Problem to solve
Scan the entries for the word "white" and return every line that has it.

Collected data entries
=== Section Start ===

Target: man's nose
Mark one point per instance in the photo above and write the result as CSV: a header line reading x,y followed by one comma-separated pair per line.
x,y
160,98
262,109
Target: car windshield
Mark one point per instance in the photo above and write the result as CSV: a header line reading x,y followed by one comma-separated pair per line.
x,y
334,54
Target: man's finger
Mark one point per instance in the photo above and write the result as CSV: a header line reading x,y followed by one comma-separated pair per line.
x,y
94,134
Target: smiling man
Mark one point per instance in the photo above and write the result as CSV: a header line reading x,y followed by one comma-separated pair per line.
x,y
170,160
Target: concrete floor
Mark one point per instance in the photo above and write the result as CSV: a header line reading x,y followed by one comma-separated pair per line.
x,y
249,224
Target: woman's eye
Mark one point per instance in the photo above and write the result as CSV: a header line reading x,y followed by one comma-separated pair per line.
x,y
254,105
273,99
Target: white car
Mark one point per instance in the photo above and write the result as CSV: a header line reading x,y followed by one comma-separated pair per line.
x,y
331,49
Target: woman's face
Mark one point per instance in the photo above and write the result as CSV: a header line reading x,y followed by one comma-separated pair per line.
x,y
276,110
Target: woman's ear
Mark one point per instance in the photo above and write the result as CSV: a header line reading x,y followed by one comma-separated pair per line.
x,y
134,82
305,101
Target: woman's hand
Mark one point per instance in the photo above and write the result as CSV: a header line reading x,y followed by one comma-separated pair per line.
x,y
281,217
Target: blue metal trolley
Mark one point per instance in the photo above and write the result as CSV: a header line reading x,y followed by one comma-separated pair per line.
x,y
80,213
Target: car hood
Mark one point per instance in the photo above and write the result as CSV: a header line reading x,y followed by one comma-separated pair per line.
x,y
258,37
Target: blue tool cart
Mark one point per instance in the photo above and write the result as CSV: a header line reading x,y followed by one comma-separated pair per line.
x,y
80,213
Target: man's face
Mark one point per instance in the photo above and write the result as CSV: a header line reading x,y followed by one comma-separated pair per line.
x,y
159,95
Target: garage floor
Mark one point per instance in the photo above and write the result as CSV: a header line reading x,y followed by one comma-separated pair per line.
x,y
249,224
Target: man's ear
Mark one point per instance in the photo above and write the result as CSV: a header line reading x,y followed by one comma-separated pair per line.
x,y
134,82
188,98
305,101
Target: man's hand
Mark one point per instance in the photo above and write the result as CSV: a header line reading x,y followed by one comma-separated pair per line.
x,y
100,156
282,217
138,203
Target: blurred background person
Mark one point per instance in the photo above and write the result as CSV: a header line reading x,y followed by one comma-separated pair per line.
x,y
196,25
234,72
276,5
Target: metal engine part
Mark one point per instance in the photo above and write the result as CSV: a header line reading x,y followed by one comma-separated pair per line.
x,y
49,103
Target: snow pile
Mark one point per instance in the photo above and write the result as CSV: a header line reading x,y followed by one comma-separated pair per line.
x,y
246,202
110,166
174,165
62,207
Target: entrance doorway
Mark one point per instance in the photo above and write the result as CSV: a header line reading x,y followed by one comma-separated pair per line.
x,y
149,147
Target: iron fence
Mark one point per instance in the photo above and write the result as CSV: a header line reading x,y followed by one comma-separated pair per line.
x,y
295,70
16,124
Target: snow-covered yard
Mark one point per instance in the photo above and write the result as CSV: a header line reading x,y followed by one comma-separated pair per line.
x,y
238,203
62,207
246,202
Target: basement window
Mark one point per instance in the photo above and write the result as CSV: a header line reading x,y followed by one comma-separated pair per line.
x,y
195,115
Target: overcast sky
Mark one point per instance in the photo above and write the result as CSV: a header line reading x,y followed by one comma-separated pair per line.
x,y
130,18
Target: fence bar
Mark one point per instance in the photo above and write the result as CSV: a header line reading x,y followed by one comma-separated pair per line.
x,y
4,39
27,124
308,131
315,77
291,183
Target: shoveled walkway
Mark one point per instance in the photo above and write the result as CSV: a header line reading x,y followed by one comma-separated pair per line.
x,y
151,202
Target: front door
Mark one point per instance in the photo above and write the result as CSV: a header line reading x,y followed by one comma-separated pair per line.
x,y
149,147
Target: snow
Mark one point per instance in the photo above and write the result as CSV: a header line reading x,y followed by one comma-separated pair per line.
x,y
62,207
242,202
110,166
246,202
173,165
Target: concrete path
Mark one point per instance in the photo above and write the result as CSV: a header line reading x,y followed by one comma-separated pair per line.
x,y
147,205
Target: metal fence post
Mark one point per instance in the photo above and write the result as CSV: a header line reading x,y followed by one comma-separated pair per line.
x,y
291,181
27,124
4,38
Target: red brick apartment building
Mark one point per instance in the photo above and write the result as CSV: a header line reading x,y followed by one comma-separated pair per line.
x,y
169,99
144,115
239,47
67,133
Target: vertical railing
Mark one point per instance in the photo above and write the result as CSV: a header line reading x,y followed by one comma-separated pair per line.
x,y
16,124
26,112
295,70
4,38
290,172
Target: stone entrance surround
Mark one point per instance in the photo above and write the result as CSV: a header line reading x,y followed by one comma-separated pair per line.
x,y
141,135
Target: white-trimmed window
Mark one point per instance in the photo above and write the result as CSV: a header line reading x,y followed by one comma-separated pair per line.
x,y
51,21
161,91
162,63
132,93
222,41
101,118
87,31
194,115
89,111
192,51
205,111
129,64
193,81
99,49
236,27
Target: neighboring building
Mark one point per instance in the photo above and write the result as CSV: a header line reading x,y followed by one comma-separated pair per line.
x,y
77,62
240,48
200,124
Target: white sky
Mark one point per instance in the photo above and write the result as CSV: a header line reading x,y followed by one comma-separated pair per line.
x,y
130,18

=== Section End ===

Answer for the task
Target: white car
Target: white-trimmed window
Target: white sky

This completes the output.